:: Текст упражнения
Однако со своей женой Эрвин был по-настоящему счастлив. Они не были богаты, но денег им хватало на все. У них было двое детей, девочка и мальчик. Однако затем тяжелая болезнь тенью упала на тихую жизнь этой семьи. Жене Эрвина не было и 30 лет, когда она умерла от лейкемии. А он сам стал отцом-одиночкой для двух маленьких детей. Тесть Эрвина все так же был преисполнен презрения к нему, а потому от него нельзя было ждать никакой помощи и поддержки. Эрвин не понимал, как же ему теперь удастся поставить своих детей на ноги.
У его знакомых, которые тоже были родом из Померании, появилась идея: они решили свести Эрвина с Бригиттой[4]. Ведь разве их обоих не постигла одна и та же судьба? Бригитта тоже выросла в большом поместье в Восточной Германии. Родилась она в Силезии, но, когда ей исполнилось девять лет, она и ее семья были изгнаны оттуда. В итоге Эрвин и Бригитта действительно поженились и у них даже родился сын. Они уважали друг друга, однако на протяжении всей совместной жизни их разделяло то, как по-разному они относились к своей потерянной родине.
::::
:: Выдержки из данных
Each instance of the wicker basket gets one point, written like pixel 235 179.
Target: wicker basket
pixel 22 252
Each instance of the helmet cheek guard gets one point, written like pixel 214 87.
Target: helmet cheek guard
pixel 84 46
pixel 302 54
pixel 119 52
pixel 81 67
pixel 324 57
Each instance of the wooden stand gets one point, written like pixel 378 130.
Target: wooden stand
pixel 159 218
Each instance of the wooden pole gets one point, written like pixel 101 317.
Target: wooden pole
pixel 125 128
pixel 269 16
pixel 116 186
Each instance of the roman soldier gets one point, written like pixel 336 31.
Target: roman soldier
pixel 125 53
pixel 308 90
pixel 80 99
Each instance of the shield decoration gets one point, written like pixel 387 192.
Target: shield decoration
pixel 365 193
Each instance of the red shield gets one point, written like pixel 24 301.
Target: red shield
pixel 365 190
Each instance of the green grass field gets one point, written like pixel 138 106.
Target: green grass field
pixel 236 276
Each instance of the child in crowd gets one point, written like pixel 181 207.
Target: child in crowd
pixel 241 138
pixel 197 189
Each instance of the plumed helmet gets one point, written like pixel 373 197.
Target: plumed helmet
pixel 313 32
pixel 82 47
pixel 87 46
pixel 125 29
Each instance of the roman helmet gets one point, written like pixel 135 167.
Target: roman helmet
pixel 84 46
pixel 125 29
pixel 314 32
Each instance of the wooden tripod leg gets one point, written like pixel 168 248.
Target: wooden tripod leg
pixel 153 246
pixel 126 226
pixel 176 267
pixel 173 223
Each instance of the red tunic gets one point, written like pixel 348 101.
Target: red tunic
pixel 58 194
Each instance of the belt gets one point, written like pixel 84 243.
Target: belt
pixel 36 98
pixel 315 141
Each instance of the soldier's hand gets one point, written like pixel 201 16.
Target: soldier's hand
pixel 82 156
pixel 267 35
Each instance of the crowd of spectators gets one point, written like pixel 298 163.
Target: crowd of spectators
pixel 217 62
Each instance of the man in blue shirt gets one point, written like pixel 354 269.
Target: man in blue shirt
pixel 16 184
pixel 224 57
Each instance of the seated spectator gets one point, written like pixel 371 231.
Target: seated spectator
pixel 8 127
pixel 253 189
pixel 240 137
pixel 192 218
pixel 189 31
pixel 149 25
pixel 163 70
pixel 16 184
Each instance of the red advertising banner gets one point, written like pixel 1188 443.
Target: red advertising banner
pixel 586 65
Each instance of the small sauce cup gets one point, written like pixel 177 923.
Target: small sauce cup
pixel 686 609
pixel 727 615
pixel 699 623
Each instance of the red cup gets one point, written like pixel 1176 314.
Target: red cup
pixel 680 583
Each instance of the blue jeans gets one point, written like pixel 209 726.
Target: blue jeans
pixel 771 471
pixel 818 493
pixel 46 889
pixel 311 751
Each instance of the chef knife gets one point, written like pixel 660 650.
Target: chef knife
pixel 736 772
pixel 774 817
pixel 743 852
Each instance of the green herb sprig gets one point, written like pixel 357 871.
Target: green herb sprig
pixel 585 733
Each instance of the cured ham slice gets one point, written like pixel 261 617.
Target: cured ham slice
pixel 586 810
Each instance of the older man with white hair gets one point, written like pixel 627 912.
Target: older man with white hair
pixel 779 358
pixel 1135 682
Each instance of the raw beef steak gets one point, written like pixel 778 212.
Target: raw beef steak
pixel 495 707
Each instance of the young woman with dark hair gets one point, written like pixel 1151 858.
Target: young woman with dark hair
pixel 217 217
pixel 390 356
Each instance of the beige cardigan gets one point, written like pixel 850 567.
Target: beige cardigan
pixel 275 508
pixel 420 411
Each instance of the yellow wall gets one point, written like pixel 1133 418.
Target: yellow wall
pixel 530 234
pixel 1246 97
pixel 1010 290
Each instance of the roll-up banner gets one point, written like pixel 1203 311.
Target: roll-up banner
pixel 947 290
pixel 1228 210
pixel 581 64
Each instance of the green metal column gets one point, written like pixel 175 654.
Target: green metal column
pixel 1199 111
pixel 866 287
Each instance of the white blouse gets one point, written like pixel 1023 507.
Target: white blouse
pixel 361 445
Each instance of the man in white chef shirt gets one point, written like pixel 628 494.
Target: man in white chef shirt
::::
■ **Ваши задания**:
**a)** Повторите дословно фрагмент текста об Эрвине, начиная со слов «Однако со своей» и заканчивая словами «детей на ноги.».
**b)** От какой болезни умерла жена Эрвина, согласно тексту об Эрвине?

■ **Ответы к заданиям**:
**a)**
Однако со своей женой Эрвин был по-настоящему счастлив. Они не были богаты, но денег им хватало на все. У них было двое детей, девочка и мальчик. Однако затем тяжелая болезнь тенью упала на тихую жизнь этой семьи. Жене Эрвина не было и 30 лет, когда она умерла от лейкемии. А он сам стал отцом-одиночкой для двух маленьких детей. Тесть Эрвина все так же был преисполнен презрения к нему, а потому от него нельзя было ждать никакой помощи и поддержки. Эрвин не понимал, как же ему теперь удастся поставить своих детей на ноги.

**b)** От лейкемии.